**Quoted passage**
Week 3 Flashcards
What cells lack class 1 MHCs?
Subsets of neurons and sperm cells at certain differentiation stages appear to lack class I
Red blood cells
What cell have MHC class II?
B cells, Macrophages and Dendritic cell (professional APCs)
Non immune cell being Thymic Epithelia due to needing to train T cells
What is an overview of MHC naming?
Human MHC is also called the HLA (human leukocyte antigen) complex
Mouse MHC is called the H-2 complex
What is an overview of class III MHC molecules?
Class III MHC molecules: group of unrelated proteins, no structural similarity or function with class I and II, although many do participate in aspects of immune response
What is an overview of MHC restriction?
T cells are self-MHC restricted, they recognized and respond to antigen presented by APC only if that APC expresses MHC molecules that T cells recognize as self.
It applies to both MHCI and II
If mice infected with strain A primed immune cells only respond to strain A not strain B and vice versa
What is an overview of the MHC-Class I structure?
Membrane bound glycoprotein
3 alpha chains and 1 Beta chain
Transmembrane domain
Cytoplasmic domain
What is an overview of alpha 1 and alpha 2 domain?
When folded for a 3d shape that generates the peptide binding domain for endogenously derived peptides
What is an overview of alpha 3 domain?
alpha 3: highly conserved sequence
Acts as a CD8 binding domain (where it will bind)
What is an overview of the Beta 2 microglobulin domain?
Associates with the apha chain which is regulated by Calreticulin, calnexin and ER57
Binds to Alpha chain in a non covalent manner
Lacks a transmembrane domain
What is an overview of MHC-Class I binding sites?
Antigen peptide = 8-10 amino acids, anchored at both ends
Specific amino acid residues near the N and C termini (generally hydrophobic (leucine or isoleucine) although charged residues have been seen)
What is an overview of MHC-Class II receptors?
2 alpha chains and 2 beta chains both memebrane bound
What constitutes peptide-binding domain on mhc II?
Formed from the binding of alpha 1 and beta 1 chain
No covalent bond joining them together
What constitutes MHC class II immunoglobulin like domain?
Formed from alpha 2 and beta 2
Beta 2 acts as the CD4 binding domain co-receptor
What is an overview of MHC-Class II binding sites?

**How to complete this task**
Write out, word for word, the stretch of the MHC flashcards that opens with the words containing "T cells are" and closes with "recognize as self.".

**Material provided**
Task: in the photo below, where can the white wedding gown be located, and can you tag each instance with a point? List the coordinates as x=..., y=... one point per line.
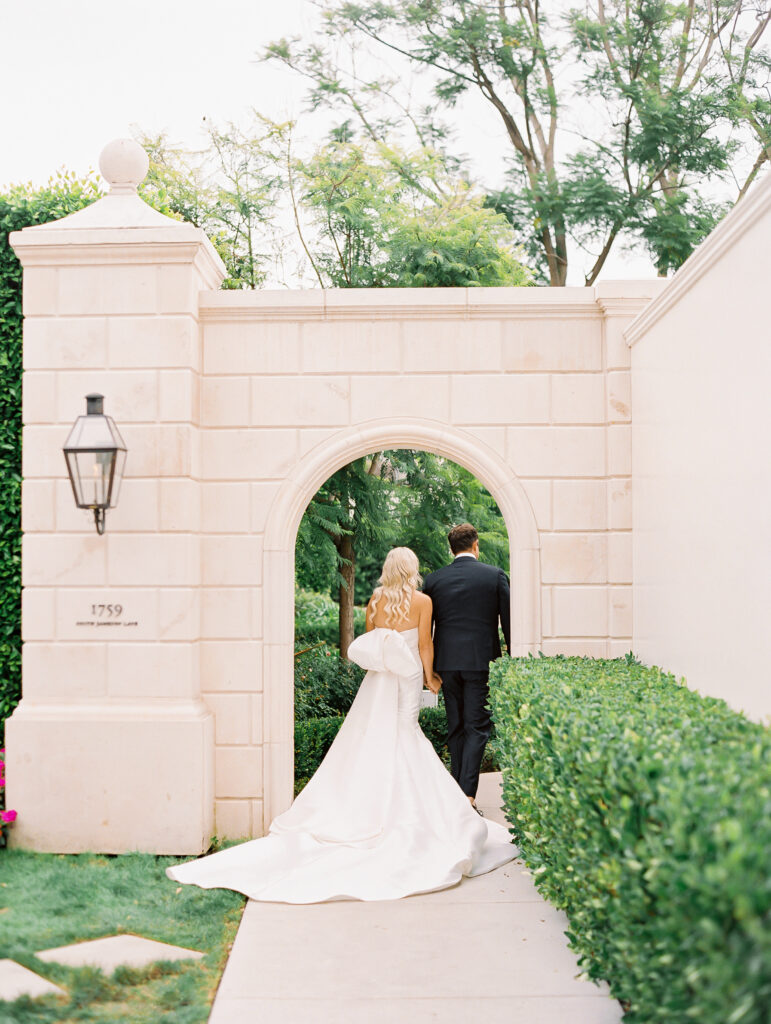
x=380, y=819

**Exercise response**
T cells are self-MHC restricted, they recognized and respond to antigen presented by APC only if that APC expresses MHC molecules that T cells recognize as self.